# WORK REQUEST
From the records below, copy out exactly the lines from the one containing "Look at the image and find the colgate" to the one containing "Usage notes: the", both included. Add nothing else.

# DATA RECORDS

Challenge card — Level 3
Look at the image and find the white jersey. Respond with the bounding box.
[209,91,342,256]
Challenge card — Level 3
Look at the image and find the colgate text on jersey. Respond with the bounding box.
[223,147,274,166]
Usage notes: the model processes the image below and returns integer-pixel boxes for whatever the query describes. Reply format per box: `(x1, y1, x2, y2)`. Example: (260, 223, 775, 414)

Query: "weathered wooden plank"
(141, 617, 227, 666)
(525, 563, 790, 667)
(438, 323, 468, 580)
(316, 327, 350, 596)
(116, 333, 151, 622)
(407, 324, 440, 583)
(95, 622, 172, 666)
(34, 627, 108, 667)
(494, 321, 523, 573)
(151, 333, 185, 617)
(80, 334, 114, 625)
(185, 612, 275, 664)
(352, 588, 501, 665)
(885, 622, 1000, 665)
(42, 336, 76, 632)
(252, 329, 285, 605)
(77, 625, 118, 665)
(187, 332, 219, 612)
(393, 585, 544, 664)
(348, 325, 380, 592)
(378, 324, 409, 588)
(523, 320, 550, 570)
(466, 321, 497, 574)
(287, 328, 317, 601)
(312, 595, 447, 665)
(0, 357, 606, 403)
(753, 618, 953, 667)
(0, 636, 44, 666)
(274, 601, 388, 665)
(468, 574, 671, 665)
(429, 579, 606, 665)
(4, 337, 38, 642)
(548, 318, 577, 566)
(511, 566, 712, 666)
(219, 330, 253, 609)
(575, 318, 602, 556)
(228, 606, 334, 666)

# SOLUTION TO THIS PROBLEM
Look at the image and find the colgate text on jersey. Respond with the bounding box.
[223,147,274,166]
Usage notes: the model processes the image below and returns integer-pixel boxes for whatever the query describes. Reply format per box: `(x1, y1, x2, y2)`. Example: (260, 223, 775, 414)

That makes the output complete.